Here are some entries. Repeat all of them exactly.

━━━

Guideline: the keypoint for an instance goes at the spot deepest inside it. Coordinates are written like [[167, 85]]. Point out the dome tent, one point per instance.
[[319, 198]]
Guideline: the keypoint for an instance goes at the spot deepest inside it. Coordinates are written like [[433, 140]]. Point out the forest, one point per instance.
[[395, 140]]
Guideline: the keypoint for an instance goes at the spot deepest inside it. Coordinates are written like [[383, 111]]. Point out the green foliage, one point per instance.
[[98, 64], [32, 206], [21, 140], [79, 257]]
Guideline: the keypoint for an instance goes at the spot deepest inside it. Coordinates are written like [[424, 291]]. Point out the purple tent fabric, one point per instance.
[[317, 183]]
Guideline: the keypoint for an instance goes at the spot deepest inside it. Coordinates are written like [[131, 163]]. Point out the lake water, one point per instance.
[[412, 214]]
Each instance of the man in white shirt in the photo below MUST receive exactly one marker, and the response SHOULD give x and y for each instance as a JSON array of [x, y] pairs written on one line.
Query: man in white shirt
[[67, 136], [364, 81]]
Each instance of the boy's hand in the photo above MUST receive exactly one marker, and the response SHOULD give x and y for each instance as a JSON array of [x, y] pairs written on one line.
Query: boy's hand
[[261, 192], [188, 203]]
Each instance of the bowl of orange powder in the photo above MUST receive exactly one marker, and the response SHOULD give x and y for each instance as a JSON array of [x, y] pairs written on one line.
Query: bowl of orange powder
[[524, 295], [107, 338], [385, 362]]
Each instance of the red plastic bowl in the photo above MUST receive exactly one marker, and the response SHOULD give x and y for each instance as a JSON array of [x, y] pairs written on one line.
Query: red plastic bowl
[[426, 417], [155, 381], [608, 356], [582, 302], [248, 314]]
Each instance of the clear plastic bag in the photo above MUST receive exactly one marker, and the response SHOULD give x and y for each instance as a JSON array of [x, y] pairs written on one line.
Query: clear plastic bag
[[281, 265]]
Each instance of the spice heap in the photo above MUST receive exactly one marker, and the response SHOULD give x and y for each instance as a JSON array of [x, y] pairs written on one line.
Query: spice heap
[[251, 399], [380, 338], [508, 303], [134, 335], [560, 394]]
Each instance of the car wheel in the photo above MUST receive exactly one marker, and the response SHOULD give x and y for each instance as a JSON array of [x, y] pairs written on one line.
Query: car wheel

━━━

**Answer for this exercise**
Guideline: the keypoint for an instance goes at the spot deepest inside it. Coordinates are written like [[167, 85]]. Point out the dome tent, one point per instance.
[[319, 198]]
Guideline: the keypoint for an instance goes at the spot deepest inside it. Coordinates are written like [[433, 140]]. Point out the forest, one point per instance.
[[395, 140]]
Guideline: the keypoint for an instance goes at the spot deepest inside it. Coordinates are written like [[383, 111]]. Point out the green foliage, one point per instance.
[[98, 64], [32, 206], [21, 140], [79, 257]]
Guideline: the keypoint for an instance goes at the spot deepest inside it. Coordinates are written like [[424, 291]]. Point out the purple tent fabric, one point per instance.
[[317, 183]]
Guideline: the keypoint for an instance goes at the spot deepest inside it. Coordinates are written like [[131, 163]]. Point out the lake water, one point per instance.
[[412, 214]]
Each instance of the man in white shirt in the photo below MUST receive exactly one marker, and the response SHOULD give x and y for each instance as a JSON array of [x, y] pairs written on one line.
Query: man in white shirt
[[67, 136], [364, 81]]
Each instance of the boy's hand in the photo above MUST receive exactly one marker, and the response SHOULD give x and y for each instance as a JSON array of [x, y] pairs written on one line.
Query: boy's hand
[[261, 192], [188, 203]]
Each instance of the bowl of orange powder in the photo above MUST receive exactly one marker, and the response SHOULD give x and y for each instance as a JSON array of [x, y] pairs written on one line.
Query: bowl of orange powder
[[524, 295], [107, 338], [385, 362]]
Each instance of the red plastic bowl in the photo above MUST receive exactly one marker, and the response SHOULD give x and y for each instance as a JSON array of [x, y] pairs written on one line.
Query: red plastic bowl
[[426, 417], [155, 381], [608, 356], [582, 302], [248, 314]]
Each instance of the clear plastic bag in the photo above MUST receive exactly one marker, and the response SHOULD give x and y for each instance as a JSON array of [x, y] pairs written on one line.
Query: clear plastic bag
[[281, 265]]
Each instance of the spice heap in the photo above MUST receive exactly one marker, and the response SHOULD give x and y for each instance as a JSON array of [x, y] pairs written on one line.
Query: spice heap
[[251, 399], [380, 338], [508, 303], [134, 335], [560, 394]]
Each instance of the car wheel in the photo above MUST receive exactly one marker, and the response SHOULD give x and y for each instance as a JSON array of [x, y] pairs written on one line.
Query: car wheel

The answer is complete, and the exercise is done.